##### SUPPLIED RECORDS #####

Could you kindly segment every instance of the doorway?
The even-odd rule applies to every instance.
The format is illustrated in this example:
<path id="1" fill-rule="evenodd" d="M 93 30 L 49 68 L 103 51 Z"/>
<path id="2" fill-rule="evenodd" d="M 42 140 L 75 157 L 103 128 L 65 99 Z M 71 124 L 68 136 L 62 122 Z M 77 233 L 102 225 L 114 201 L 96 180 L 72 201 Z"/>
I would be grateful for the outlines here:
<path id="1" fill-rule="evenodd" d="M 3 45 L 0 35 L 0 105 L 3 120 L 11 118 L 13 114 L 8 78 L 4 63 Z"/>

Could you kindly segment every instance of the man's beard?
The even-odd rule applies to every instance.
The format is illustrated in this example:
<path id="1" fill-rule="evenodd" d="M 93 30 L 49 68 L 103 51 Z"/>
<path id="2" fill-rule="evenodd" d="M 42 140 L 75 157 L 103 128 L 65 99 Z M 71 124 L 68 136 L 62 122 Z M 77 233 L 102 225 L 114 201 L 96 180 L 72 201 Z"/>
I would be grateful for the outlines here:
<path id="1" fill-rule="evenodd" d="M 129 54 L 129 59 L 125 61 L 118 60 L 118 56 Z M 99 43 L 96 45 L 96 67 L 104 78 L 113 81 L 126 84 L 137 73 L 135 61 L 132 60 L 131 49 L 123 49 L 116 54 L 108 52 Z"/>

#####

▶ [STATED GOAL] Render every line of the entries above as a single numbered list, omitting the blank lines.

▶ [ANSWER TO THIS EXERCISE]
1. Could you kindly segment every instance of the doorway?
2. The even-odd rule applies to every instance.
3. The format is illustrated in this example:
4. <path id="1" fill-rule="evenodd" d="M 93 30 L 49 68 L 103 51 Z"/>
5. <path id="2" fill-rule="evenodd" d="M 42 140 L 75 157 L 103 128 L 65 99 Z M 71 124 L 68 136 L 62 122 Z M 77 233 L 102 225 L 114 201 L 96 180 L 72 201 Z"/>
6. I would be grateful for the outlines here:
7. <path id="1" fill-rule="evenodd" d="M 3 45 L 0 35 L 0 105 L 3 120 L 11 118 L 13 114 L 8 78 L 4 63 Z"/>
8. Could you kindly segment every instance of the man's beard?
9. The even-odd rule applies to every instance.
10. The format is illustrated in this example:
11. <path id="1" fill-rule="evenodd" d="M 93 30 L 49 68 L 103 51 Z"/>
12. <path id="2" fill-rule="evenodd" d="M 42 140 L 75 157 L 103 128 L 65 99 Z M 71 124 L 68 136 L 62 122 Z M 77 233 L 102 225 L 114 201 L 96 180 L 72 201 Z"/>
13. I would be grateful for the outlines here:
14. <path id="1" fill-rule="evenodd" d="M 129 54 L 129 59 L 125 61 L 118 60 L 118 56 Z M 99 43 L 96 45 L 96 67 L 104 78 L 113 81 L 126 84 L 137 73 L 135 61 L 132 60 L 131 49 L 123 49 L 116 54 L 108 52 Z"/>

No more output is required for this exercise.